— SUPPLIED INFORMATION —
━━━

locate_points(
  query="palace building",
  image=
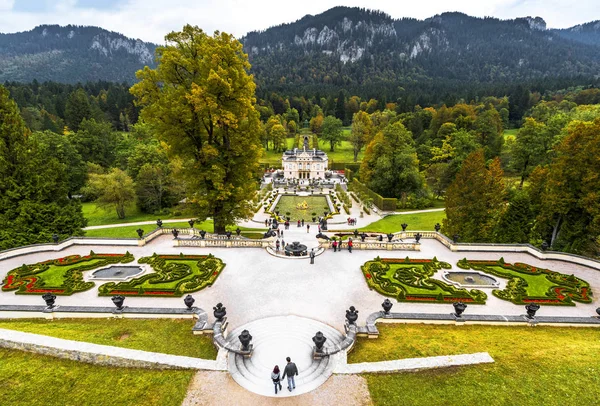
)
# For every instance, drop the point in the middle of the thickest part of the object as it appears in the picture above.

━━━

— DIRECTIONS —
Update every one of the records by changing "palace" to "castle" and leaving every other line unchanged. Omit the pictures from your output.

— EXERCISE ANSWER —
locate_points(
  query="castle building",
  image=
)
# For every instance, drop the point in the middle of the thickest part of the object as it appears in the picture above.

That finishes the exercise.